MATERIAL FOR THE TASK:
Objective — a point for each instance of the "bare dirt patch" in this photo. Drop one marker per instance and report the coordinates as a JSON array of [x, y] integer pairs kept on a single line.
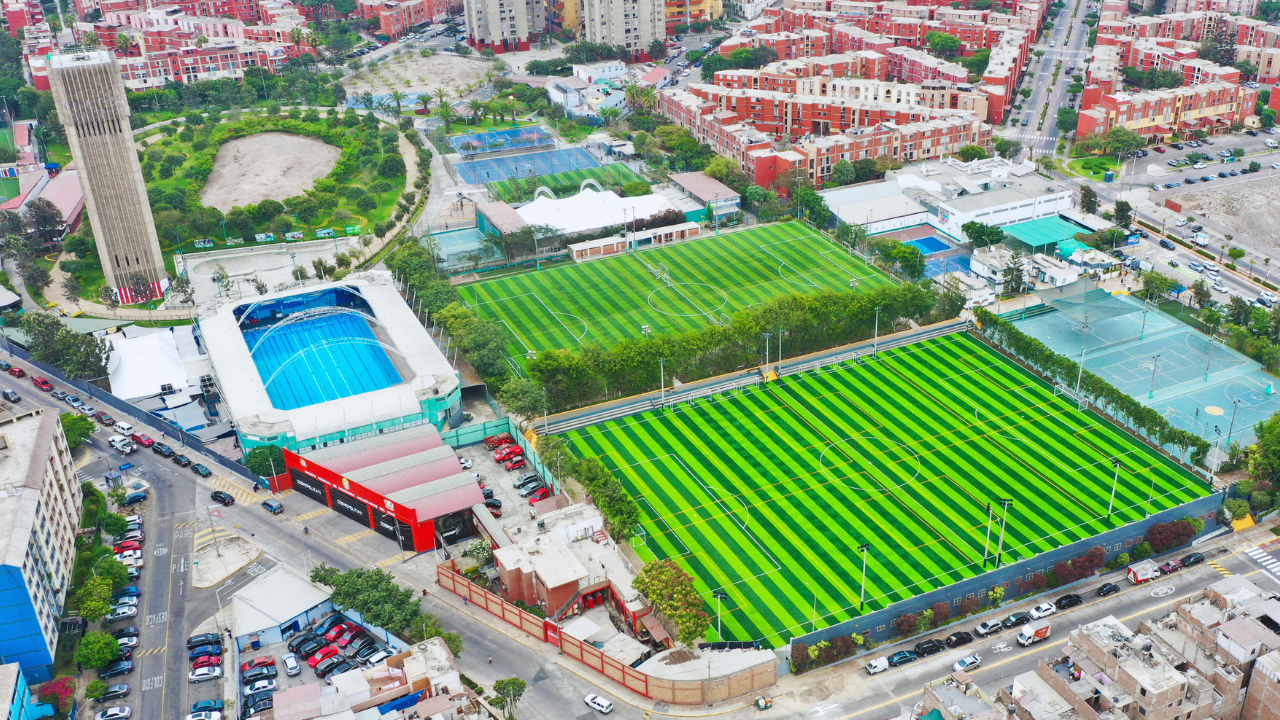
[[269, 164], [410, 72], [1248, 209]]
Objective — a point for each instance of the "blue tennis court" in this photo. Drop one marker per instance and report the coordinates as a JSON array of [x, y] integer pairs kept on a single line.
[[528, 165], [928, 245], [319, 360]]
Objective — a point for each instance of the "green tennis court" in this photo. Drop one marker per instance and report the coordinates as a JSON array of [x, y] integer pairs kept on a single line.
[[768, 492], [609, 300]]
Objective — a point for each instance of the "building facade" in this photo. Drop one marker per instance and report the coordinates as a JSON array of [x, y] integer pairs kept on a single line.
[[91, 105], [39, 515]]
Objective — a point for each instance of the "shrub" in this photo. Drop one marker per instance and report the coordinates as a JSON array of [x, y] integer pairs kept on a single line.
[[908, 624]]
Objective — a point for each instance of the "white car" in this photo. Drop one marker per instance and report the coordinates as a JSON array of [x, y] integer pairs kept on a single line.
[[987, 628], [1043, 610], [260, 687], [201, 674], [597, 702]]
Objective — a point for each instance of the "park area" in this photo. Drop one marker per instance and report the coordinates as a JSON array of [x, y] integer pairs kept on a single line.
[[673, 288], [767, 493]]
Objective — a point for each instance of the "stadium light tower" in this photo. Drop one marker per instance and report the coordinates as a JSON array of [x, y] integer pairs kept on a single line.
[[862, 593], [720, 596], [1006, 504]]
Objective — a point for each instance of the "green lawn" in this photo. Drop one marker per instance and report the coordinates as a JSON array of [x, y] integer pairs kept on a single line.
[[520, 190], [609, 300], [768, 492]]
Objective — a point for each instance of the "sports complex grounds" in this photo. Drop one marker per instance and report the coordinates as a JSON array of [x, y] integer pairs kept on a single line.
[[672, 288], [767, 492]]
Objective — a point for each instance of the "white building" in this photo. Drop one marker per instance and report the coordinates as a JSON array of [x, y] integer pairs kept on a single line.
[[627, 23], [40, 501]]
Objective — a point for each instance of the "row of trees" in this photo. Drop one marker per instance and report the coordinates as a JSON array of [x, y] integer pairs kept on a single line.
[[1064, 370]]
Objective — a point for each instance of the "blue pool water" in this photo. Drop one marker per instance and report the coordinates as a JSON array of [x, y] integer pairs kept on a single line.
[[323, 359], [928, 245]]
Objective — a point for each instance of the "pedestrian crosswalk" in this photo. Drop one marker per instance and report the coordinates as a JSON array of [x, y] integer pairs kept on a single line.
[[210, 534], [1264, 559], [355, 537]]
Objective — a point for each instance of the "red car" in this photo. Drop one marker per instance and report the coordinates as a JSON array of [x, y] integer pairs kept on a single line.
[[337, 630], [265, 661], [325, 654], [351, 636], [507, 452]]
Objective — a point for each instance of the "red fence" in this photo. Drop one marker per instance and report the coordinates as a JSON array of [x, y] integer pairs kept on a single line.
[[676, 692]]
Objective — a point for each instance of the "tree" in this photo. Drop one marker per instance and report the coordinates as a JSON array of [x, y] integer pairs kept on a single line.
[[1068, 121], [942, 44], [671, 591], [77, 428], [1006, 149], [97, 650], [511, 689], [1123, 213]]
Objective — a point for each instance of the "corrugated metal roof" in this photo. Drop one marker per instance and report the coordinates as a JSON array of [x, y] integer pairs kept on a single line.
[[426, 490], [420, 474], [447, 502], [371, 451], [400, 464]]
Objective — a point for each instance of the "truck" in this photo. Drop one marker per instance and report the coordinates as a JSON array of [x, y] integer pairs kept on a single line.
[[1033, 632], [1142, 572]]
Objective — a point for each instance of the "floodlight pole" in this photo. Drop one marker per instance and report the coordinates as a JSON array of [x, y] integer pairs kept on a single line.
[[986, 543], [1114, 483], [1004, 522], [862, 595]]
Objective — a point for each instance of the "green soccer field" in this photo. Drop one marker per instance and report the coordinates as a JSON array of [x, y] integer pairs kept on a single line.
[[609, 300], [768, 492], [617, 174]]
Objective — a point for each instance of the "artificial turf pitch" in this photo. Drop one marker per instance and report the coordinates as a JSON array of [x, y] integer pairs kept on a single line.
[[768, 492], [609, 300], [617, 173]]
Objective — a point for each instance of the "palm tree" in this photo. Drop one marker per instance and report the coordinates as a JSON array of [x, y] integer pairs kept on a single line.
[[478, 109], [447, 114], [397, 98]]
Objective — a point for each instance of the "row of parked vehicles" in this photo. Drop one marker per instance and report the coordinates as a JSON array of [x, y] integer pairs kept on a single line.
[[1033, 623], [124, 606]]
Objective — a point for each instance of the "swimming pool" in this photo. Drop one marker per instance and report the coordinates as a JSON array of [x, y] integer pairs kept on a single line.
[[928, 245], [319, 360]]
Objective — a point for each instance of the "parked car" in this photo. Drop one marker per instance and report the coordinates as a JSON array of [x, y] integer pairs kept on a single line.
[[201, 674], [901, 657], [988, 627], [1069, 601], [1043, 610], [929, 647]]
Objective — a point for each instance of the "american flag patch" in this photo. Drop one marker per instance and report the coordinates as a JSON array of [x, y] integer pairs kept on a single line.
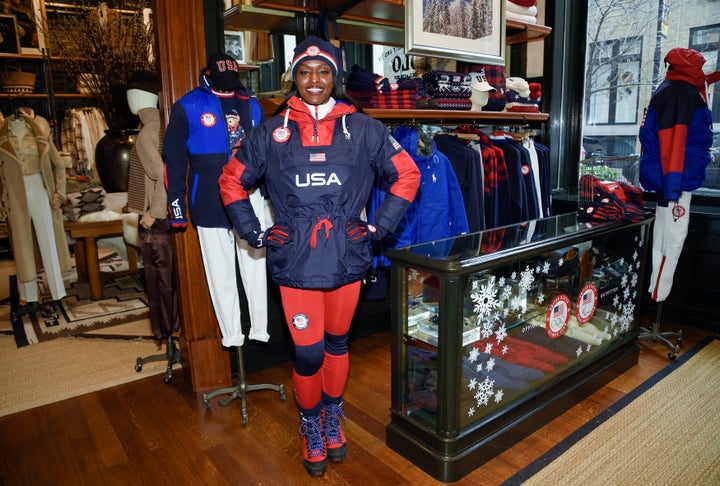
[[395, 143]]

EXERCISE DETAILS: Reproduce the listing above with every occurrence of "Objective" replaced by "Task", keeping all other text unchanged. Omit the pictures from your answer.

EXPECTED ANSWER:
Task — a point for each instance of the "bare dirt patch" in this photo. Drop one marker per instance and report the coordinates as a JSON array of [x, y] integer pairs kept on a single line.
[[269, 164], [410, 72], [1248, 209]]
Task — a point for each instance of the "blue tennis court" in this photo. Drop one marker per instance and report the coordinates as a JSON array of [x, y] integer pairs kept on a single line.
[[528, 165], [928, 245], [319, 360]]
Task — a point for each instance of the "green tennis court" in this photo. Drop one marker per instance and report the coordinates as a JSON array of [x, y] integer pairs kept on a single line.
[[768, 492], [609, 300]]
Task — a point for each instance of the "building facade" in this photo. Drop one marker per instance and report the coordinates as a JSON array of [x, y] integer pairs kept on a single line.
[[91, 105], [39, 515]]
Task — a point for each instance of the "shrub" in this photo. Drop one marker per instance and report the coordinates as a JSON array of [x, y] integer pairs kept on a single line.
[[908, 624]]
Task — a point for each instance of the "white car" in this photo. Drop one marker per instance and report the coordinates as a JSON array of [x, y] integer pairs kept on a single line.
[[987, 628], [1043, 610], [260, 687], [201, 674], [597, 702]]
Task — a point for each instance of the "park area" in this photo. Drop one marker per instance and report the coordinates as a JSON array of [x, y] integer pairs kept on a single line.
[[673, 288], [767, 493]]
Task — a point for each instance of the "stadium light tower" in this photo. Drop one marker per instance and report the coordinates as a JSON array of [x, y] integer pairs kept on a single line.
[[862, 593], [720, 596], [1006, 504]]
Task — a point for each instance of the "green lawn" in this photo. Drop one marker per instance and report the coordinates as a JSON array of [x, y] integer pairs kept on a single line.
[[520, 190], [609, 300], [768, 492]]
Task — a point for each instance of the "sports complex grounds" in this photo. Drop one marker per instance and report the coordinates as a JSON array of [x, y] integer pairs kept on a single line.
[[672, 288], [767, 492]]
Task — a point for each instance of the "white building" in this photo. Drop one marker per instance and report the coordinates as a JSON array of [x, y] integer pairs kept on a single line.
[[627, 23], [40, 501]]
Task — a point for each instance of the "row of trees" in this photo. Drop one marker per instance and report the coordinates as a JSON array of [x, y] integer pairs kept on a single line.
[[1064, 370]]
Task — a point for each instance of the "blue pool water" in this photo. Drop one marker per instance and report the coordinates as a JSON array of [x, y] integer pairs kept on a single line.
[[323, 359], [928, 245]]
Task — a point for each instance of the "pedestrian crosswalk" in this photo. Drop one marker per instance and report the coordinates as a JSON array of [x, y] integer pairs kept on a single line.
[[210, 534], [1264, 559], [355, 537]]
Task — a point for each instance of the "red car" in this photo. Drop one marker per instance and report the coordinates as a JSON array of [x, y] integer pairs kept on a single line.
[[337, 630], [265, 661], [325, 654], [351, 636], [507, 452]]
Task — a point for each instance of the "red fence" in this photo. Drop one marker per instance and report the coordinates as a JSON array of [x, y] integer pairs kept on a single line.
[[676, 692]]
Task — a point for each instance of the "tree" in this photo. Drop one marker per instance and report the coordinates as a JSON array of [x, y] integer pairs kept on a single line.
[[1068, 121], [942, 44], [671, 591], [77, 428], [1006, 149], [97, 650], [511, 689], [1123, 213]]
Task — a point for each instance of the "corrugated metal roof" in this photo. Drop one marker per instance and report the coordinates as a JSON array of [x, y] integer pairs kept on a single line.
[[426, 490], [420, 474], [447, 502], [371, 451], [400, 464]]
Task — a point for each instance of the "truck" in this photo. Drop one marker per instance and report the coordinates as a JSON array of [x, y] integer pairs kept on a single line.
[[1033, 632], [1142, 572]]
Task — a point for each instance of the "floodlight pole" in this photo. Drop one marker per instance and report the coordinates as a JSON array of [x, y] integer pairs kept on a single line.
[[986, 543], [1114, 483], [1004, 522], [862, 595]]
Task — a point for each instance of the "green soccer field" in this photo. Drop one marker per instance and report the coordinates as a JSON array of [x, y] integer pairs kept on a single line.
[[609, 300], [768, 492], [617, 174]]
Task — a point for each instance of the "artificial turf pitch" in this photo. Drop one marker per instance and report the coordinates as a JSON array of [x, y] integer pairs kept on a single line.
[[768, 492], [609, 300], [617, 173]]
Task — a point for each instance of the "palm tree" in this photo. Drop one marker per instance and report the coordinates as a JSON array of [x, y] integer pairs kept on a single line.
[[478, 109], [447, 114], [397, 98]]
Task — a point for each instance of the "row of parked vehicles" in this photo. Drop one marker per instance and report the coordinates as a JSON array of [x, y] integer pairs kept on a single line.
[[1033, 623], [124, 606]]
Task — a point for each instance of the "swimming pool" in this photo. Drop one marker per instance and report the coordinates as a JSON array of [x, y] integer pairs kept on a single line.
[[928, 245], [319, 360]]
Task — a point for each instance of the "parked car" in this photo. Drop one marker per instance and report the coordinates as a JSON array of [x, y] integer pairs kept on a single line.
[[201, 674], [901, 657], [988, 627], [1069, 601], [1043, 610], [929, 647]]
Task — a point for each instance of the "american flag patch" in this photo. Drop one marker per instance and report the coordinates as a JSON array of [x, y] integer pairs kept on a single line.
[[395, 143]]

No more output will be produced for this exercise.